>> Start The records

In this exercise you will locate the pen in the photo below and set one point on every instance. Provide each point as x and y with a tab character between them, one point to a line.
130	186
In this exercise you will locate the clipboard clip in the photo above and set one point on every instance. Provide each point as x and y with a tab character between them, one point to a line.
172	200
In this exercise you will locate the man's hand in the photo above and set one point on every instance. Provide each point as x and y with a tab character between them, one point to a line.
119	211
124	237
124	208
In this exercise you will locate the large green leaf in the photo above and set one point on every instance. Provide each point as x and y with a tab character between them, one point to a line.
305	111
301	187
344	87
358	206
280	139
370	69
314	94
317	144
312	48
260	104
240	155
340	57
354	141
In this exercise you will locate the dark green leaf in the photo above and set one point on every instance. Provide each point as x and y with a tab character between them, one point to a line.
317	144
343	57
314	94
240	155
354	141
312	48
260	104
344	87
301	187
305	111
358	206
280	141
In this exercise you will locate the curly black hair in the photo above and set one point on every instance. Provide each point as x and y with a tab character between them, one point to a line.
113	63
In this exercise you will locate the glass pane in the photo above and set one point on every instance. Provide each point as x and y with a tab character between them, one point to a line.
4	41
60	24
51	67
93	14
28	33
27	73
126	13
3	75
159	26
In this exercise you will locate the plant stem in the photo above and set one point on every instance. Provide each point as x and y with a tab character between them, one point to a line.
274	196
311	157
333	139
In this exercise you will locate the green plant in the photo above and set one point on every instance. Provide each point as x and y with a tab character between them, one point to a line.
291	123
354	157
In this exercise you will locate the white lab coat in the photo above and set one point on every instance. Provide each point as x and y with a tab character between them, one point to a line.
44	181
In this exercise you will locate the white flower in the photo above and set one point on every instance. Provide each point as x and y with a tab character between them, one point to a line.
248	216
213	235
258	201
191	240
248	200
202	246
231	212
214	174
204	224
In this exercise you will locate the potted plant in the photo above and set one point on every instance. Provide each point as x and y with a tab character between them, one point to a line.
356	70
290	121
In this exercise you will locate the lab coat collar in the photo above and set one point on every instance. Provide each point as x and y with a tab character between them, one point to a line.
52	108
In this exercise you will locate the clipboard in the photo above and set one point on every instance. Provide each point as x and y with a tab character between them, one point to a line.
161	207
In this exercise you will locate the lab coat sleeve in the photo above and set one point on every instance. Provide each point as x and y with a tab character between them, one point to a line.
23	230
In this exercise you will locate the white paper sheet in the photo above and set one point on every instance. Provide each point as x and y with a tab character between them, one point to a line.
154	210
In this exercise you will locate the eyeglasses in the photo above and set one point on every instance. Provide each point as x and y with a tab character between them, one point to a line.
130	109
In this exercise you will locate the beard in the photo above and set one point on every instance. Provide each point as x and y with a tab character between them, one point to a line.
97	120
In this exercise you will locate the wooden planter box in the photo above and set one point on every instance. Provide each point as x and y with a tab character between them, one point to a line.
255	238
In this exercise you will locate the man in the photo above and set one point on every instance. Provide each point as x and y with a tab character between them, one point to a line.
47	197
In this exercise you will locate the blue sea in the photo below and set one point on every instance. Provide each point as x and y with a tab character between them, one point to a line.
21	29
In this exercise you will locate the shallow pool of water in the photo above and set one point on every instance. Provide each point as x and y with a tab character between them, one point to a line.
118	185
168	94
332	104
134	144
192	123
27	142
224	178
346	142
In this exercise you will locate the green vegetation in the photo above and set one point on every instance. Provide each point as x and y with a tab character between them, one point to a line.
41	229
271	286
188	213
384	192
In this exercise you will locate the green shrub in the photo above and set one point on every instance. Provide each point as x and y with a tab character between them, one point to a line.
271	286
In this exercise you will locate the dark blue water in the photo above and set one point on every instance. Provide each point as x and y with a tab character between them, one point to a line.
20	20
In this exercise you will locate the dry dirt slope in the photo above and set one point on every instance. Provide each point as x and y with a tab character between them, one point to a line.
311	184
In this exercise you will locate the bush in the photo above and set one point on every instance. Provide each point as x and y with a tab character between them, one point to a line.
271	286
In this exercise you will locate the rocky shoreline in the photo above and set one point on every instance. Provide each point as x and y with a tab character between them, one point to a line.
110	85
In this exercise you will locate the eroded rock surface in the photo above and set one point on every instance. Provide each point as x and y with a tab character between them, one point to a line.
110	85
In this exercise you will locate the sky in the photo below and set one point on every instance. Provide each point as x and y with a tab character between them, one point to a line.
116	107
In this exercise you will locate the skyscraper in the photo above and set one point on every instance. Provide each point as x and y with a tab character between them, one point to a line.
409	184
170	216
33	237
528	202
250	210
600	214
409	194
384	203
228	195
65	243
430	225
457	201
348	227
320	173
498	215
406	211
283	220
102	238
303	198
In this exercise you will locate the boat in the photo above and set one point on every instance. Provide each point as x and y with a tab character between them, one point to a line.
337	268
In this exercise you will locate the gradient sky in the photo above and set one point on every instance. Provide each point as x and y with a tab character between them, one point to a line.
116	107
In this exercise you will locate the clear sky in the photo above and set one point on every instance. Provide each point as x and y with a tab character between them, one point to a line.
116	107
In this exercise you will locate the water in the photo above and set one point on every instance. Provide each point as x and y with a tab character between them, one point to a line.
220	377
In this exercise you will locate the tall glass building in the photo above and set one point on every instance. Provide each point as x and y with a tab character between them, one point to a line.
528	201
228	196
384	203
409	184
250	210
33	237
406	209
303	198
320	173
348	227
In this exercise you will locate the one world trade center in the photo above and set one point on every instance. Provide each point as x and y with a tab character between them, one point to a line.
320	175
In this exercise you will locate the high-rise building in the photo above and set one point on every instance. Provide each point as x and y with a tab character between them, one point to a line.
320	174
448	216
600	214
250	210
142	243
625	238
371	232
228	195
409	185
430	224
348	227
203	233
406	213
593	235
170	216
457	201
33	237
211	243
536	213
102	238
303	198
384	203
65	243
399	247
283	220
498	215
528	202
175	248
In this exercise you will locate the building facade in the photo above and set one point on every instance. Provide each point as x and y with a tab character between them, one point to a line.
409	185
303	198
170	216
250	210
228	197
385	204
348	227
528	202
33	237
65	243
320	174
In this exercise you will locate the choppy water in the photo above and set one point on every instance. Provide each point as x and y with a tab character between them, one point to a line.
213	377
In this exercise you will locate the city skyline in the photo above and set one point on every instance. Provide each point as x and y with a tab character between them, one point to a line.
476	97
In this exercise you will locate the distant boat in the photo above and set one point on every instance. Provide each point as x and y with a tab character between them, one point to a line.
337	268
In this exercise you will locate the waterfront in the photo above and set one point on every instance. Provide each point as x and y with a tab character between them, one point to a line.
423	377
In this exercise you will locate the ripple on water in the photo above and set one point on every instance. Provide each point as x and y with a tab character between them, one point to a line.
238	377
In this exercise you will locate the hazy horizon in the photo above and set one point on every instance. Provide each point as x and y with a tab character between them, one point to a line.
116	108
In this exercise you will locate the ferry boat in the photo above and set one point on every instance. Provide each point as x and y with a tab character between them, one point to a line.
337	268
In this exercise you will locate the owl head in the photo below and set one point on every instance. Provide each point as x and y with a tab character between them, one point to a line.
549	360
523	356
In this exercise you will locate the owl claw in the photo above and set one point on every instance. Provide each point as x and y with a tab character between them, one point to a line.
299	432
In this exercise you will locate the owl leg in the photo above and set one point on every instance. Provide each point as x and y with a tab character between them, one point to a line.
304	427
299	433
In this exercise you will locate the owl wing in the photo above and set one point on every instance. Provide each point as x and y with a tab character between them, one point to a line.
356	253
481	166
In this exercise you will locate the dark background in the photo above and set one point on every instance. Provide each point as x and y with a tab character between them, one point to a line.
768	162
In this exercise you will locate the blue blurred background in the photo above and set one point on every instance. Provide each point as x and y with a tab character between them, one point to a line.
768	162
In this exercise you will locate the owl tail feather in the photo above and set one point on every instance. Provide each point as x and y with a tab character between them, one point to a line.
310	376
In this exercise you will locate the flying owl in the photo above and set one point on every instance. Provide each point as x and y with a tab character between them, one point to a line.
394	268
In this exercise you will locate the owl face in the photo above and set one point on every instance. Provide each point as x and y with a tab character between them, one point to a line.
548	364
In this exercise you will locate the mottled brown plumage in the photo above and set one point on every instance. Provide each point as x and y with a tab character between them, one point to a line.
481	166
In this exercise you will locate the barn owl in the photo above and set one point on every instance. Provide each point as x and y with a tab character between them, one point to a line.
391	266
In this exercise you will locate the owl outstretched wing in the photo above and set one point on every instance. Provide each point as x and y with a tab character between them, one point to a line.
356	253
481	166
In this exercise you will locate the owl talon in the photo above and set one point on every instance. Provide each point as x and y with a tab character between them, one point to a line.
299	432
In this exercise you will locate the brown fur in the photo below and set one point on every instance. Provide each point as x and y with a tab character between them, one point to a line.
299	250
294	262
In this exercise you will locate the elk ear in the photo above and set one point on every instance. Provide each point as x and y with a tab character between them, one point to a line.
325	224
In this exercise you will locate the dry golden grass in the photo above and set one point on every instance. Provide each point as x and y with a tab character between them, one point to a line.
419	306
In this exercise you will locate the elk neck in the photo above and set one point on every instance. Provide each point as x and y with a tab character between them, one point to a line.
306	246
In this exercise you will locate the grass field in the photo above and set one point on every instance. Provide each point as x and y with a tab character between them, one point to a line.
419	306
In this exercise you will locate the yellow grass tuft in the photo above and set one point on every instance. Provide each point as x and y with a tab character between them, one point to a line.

>> End The records

Your task is to write out the lines from the one with "In this exercise you will locate the brown" through the end of the records, exactly and with nothing added.

_Finished exercise_
In this exercise you will locate the brown fur in the photo below and set one point on every instance. Provide each point as x and y with a tab character between them, one point to a line.
299	250
294	262
In this exercise you will locate the elk ear in the photo above and set one point on every instance. Provide each point as x and y with a tab character between them, one point to a line.
325	224
In this exercise you will locate the dry golden grass in the photo above and set one point on every instance. Provide each point as x and y with a tab character between them, one point to a line.
419	306
In this exercise you will locate the elk neck in the photo above and set one point on every instance. Provide each point as x and y with a tab character between them, one point to a line.
306	246
In this exercise you will locate the grass field in the photo above and set one point on every instance. Provide each point as x and y with a tab character between them, one point to a line.
419	306
In this exercise you will locate the yellow grass tuft in the photo above and set one point on every instance. Provide each point as x and y with a tab character between them, one point to a line.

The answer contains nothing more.